Coordinate annotation records |
## BEGIN

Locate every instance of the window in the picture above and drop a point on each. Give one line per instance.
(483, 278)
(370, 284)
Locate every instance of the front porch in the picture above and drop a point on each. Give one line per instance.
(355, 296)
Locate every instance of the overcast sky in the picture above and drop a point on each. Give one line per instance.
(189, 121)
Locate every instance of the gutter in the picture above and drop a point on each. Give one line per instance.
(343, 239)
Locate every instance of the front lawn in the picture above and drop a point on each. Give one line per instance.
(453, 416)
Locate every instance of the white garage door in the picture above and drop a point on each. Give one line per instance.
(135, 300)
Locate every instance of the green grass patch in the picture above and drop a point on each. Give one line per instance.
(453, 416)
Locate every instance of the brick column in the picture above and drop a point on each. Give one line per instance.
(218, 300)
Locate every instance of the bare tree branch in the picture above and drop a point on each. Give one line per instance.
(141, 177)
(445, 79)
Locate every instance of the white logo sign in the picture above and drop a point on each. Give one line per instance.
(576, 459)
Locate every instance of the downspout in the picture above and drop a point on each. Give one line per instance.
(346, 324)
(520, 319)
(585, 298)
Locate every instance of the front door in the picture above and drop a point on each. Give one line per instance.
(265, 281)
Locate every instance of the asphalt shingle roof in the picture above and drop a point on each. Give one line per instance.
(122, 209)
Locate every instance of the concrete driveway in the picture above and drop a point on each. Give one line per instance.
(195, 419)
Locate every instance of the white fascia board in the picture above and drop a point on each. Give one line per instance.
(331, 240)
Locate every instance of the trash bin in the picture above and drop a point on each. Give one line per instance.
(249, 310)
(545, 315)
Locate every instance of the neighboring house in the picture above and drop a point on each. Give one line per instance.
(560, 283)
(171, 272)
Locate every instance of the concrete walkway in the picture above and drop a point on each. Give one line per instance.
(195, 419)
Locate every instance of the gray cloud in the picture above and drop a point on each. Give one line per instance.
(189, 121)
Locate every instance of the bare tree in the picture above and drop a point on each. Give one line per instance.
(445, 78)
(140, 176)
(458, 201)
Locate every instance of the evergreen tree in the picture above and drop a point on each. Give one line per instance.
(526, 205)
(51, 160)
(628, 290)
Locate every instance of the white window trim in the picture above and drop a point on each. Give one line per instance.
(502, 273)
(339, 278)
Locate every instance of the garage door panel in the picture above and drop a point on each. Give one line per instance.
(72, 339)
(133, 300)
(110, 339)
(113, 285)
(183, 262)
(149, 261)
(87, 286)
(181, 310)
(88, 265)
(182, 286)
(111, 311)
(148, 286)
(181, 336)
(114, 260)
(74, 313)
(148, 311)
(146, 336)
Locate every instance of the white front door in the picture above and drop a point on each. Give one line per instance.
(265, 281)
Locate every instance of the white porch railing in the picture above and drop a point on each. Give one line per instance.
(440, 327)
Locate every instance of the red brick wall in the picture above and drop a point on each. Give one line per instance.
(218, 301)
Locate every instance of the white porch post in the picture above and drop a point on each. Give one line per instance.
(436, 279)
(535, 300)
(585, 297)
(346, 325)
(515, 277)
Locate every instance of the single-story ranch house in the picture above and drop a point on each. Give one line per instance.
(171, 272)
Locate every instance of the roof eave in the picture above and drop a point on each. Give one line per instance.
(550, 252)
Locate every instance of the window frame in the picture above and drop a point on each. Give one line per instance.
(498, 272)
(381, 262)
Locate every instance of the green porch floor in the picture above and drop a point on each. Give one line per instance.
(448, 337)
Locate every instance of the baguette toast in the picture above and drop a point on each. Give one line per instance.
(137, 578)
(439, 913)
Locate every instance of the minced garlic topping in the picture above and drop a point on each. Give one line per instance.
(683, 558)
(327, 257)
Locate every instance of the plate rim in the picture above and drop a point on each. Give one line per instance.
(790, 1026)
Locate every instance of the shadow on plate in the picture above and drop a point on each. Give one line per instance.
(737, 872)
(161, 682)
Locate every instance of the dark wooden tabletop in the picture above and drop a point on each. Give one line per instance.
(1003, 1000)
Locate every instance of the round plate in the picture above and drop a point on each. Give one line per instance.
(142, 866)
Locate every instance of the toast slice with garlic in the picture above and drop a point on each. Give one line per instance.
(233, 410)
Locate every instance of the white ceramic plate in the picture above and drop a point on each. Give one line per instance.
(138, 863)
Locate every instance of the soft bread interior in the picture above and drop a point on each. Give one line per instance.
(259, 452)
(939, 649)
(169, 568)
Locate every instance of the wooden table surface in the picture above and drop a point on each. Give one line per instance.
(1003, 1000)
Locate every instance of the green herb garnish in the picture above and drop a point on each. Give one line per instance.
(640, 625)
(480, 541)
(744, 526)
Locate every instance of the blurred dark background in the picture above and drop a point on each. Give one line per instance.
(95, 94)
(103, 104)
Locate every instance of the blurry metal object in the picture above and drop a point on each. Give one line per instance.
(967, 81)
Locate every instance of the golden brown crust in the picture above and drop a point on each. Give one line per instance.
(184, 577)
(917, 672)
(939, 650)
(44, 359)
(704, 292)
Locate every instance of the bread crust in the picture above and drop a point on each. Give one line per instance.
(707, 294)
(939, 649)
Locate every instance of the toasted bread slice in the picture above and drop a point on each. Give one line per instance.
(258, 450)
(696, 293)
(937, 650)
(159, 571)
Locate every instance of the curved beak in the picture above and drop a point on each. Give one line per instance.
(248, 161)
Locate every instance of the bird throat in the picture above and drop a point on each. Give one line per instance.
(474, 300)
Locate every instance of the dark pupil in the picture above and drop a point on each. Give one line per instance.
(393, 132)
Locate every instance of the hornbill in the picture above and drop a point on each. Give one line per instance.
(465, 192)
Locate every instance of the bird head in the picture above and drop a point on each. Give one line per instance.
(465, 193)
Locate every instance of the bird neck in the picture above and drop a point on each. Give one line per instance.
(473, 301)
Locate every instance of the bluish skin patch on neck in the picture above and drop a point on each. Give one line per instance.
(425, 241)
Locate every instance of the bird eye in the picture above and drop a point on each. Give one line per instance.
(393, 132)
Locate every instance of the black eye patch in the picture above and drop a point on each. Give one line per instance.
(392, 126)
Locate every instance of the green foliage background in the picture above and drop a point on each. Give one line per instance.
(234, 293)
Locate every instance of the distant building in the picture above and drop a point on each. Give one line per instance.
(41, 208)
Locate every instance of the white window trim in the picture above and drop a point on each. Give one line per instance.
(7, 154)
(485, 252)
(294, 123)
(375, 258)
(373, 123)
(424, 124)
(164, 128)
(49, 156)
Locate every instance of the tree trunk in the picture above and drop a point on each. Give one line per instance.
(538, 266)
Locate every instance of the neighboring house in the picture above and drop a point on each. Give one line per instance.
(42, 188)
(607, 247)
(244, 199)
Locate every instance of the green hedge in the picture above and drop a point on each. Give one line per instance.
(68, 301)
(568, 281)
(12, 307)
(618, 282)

## END
## BEGIN

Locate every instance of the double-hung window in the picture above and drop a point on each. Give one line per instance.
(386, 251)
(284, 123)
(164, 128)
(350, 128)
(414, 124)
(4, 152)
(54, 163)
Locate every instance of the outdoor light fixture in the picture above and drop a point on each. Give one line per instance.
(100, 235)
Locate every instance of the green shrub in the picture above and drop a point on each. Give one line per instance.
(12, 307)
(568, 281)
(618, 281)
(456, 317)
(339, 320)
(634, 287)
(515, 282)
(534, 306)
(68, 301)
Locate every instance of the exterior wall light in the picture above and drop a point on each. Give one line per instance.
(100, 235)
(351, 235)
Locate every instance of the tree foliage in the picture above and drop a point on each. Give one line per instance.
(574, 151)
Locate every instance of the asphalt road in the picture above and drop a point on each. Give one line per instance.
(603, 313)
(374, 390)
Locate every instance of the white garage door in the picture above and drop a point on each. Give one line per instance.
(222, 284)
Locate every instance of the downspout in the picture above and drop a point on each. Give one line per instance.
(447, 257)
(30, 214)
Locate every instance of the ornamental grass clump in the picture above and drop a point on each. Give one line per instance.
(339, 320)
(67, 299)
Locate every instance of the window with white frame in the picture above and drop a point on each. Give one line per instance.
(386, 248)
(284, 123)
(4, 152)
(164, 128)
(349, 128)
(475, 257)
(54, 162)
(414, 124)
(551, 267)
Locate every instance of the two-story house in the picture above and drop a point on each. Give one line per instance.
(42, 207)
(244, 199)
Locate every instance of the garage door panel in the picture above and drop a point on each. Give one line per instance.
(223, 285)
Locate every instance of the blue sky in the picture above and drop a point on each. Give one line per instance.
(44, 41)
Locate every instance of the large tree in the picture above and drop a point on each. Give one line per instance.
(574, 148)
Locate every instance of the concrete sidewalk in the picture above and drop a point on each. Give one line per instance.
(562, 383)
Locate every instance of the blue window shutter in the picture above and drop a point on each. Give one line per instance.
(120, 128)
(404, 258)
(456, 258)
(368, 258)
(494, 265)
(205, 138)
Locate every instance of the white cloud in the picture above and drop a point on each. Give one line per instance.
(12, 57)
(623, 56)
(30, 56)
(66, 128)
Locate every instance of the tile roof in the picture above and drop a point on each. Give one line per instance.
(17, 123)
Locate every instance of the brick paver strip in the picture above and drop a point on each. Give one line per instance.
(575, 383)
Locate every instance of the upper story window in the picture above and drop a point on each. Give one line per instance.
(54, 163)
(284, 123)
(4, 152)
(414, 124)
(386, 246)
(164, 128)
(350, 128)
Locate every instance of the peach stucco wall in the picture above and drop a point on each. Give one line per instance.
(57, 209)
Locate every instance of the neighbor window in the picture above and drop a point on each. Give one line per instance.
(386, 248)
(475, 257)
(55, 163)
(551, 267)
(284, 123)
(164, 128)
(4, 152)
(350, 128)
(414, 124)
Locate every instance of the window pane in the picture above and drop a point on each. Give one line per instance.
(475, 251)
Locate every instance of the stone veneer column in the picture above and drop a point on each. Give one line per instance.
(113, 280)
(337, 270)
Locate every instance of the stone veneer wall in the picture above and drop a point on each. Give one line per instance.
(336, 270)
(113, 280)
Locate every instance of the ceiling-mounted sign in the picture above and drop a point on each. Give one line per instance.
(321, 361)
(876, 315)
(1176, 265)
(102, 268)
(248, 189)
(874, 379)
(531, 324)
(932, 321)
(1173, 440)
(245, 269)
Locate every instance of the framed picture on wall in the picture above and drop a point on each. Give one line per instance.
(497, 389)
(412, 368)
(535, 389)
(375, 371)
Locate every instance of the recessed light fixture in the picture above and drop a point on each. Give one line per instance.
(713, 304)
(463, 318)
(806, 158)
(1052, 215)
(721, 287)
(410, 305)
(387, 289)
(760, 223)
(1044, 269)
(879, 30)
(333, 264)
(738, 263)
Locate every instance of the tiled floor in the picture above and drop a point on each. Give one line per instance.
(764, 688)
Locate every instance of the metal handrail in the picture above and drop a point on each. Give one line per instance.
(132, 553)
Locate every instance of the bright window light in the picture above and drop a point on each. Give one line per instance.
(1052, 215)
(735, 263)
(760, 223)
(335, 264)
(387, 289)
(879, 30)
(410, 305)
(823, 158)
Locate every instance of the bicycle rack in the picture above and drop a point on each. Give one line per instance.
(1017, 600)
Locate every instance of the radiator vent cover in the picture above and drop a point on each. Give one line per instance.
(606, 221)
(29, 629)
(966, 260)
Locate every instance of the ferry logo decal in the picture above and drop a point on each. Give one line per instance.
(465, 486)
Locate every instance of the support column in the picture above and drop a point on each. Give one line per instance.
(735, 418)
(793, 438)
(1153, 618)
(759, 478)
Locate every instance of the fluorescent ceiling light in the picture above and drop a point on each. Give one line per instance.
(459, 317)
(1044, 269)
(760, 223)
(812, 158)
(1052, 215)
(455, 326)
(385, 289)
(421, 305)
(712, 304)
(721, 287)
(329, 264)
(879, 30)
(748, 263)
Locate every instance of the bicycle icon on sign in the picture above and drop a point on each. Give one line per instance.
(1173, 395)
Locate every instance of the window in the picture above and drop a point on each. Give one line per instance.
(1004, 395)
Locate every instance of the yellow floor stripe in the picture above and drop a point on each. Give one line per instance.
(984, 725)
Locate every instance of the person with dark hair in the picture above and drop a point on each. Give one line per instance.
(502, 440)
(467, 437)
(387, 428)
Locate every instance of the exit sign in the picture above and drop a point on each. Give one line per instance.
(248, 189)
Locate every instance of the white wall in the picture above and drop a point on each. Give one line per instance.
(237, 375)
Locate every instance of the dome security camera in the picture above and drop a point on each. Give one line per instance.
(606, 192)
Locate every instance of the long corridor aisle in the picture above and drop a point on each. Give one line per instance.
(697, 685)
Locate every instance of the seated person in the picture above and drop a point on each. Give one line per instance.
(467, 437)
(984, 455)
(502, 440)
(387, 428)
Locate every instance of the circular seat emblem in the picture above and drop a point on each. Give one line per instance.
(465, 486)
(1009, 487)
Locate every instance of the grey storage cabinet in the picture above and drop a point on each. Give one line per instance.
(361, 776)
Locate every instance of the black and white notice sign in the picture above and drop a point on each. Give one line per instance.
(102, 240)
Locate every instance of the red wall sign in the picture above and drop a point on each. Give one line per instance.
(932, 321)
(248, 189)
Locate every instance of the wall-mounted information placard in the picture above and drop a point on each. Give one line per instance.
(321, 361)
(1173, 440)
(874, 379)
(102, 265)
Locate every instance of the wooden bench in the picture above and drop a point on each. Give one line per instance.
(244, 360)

## END
## BEGIN

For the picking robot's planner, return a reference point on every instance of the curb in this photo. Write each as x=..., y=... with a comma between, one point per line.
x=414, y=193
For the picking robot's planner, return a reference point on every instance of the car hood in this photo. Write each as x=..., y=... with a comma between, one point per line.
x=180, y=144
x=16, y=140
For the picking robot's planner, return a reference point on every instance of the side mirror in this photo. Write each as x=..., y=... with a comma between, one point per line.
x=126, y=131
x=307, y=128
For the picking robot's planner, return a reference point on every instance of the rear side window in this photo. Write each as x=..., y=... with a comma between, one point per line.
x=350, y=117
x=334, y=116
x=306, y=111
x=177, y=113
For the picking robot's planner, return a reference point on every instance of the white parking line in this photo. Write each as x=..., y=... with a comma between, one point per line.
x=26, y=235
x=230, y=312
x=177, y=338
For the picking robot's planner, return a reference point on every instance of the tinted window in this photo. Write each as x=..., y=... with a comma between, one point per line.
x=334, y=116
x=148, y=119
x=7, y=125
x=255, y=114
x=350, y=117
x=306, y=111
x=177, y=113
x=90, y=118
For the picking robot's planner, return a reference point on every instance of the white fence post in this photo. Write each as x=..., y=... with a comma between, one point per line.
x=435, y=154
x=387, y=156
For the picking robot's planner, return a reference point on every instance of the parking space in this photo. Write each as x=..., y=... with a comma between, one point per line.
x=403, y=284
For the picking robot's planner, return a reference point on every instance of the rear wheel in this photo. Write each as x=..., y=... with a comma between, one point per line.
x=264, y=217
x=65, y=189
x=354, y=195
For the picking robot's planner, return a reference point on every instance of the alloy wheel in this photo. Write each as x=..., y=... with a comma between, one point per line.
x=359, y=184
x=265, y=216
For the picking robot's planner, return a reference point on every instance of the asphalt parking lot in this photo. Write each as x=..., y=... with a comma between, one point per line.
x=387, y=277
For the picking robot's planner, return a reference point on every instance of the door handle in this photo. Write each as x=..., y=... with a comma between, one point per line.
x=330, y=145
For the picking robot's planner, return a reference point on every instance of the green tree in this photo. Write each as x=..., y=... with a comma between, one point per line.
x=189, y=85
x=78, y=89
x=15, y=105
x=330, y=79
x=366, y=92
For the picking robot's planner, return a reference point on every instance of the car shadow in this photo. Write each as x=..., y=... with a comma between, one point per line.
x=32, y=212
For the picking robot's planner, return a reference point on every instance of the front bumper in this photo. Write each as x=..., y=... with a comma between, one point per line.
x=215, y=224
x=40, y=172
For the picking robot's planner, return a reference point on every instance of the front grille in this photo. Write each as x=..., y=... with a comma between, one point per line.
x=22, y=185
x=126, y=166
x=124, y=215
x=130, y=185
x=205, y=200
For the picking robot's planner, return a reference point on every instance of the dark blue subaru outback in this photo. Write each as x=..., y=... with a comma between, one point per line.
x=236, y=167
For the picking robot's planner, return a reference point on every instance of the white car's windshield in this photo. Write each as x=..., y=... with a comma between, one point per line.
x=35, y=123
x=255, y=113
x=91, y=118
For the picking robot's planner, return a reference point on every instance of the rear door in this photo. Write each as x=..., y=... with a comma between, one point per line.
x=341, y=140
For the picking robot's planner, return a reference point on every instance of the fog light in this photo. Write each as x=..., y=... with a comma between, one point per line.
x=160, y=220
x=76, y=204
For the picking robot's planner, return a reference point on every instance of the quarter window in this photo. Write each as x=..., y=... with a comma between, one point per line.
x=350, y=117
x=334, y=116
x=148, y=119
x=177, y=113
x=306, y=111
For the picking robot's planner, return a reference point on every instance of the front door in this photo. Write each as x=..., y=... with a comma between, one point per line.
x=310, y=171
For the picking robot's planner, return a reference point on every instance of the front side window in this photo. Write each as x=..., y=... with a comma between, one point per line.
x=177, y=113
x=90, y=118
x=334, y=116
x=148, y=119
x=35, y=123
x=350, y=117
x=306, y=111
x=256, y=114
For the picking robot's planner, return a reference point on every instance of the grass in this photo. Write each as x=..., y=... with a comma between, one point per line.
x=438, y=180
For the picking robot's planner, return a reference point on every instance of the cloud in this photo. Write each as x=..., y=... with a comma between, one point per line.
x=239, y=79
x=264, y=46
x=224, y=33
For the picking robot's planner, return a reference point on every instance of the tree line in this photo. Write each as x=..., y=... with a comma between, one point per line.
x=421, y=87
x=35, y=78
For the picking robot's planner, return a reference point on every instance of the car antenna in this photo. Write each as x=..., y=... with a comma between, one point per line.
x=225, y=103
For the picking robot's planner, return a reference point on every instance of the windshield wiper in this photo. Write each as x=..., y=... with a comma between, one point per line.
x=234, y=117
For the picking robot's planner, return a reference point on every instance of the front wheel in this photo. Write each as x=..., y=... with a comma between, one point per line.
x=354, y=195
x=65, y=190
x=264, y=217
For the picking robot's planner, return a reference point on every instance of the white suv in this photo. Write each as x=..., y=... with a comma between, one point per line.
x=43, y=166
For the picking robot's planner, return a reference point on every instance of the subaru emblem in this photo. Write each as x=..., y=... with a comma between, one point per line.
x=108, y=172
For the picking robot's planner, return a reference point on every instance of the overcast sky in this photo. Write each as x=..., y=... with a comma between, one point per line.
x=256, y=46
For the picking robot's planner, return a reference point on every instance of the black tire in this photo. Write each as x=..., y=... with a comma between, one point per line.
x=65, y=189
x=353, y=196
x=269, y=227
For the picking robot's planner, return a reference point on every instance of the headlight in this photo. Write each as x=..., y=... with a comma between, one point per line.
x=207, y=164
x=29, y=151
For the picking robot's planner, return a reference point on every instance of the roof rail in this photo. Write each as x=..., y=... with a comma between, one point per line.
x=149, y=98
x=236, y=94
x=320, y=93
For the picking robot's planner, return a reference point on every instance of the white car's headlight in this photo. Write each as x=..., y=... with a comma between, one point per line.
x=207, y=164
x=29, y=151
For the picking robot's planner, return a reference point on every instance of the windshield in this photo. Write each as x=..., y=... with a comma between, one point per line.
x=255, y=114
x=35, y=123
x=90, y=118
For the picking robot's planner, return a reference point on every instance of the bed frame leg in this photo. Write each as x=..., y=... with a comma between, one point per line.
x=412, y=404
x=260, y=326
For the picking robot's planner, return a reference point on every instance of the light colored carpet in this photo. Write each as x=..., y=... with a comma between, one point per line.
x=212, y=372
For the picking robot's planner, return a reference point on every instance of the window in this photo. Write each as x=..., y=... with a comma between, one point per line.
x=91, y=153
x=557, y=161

## END

WHAT YOU HAVE TO DO | Show every line of the rows above that contains the word "wooden".

OUTPUT FOR THIS TASK |
Locate every instance of the dark wooden tabletop in the picture above and drop a point on each. Give one line per instance.
Locate every instance of the wooden table surface in the picture above and drop a point on each. Give one line per instance.
Locate every instance of the wooden bench in the picture above and drop a point on each. Give one line per instance.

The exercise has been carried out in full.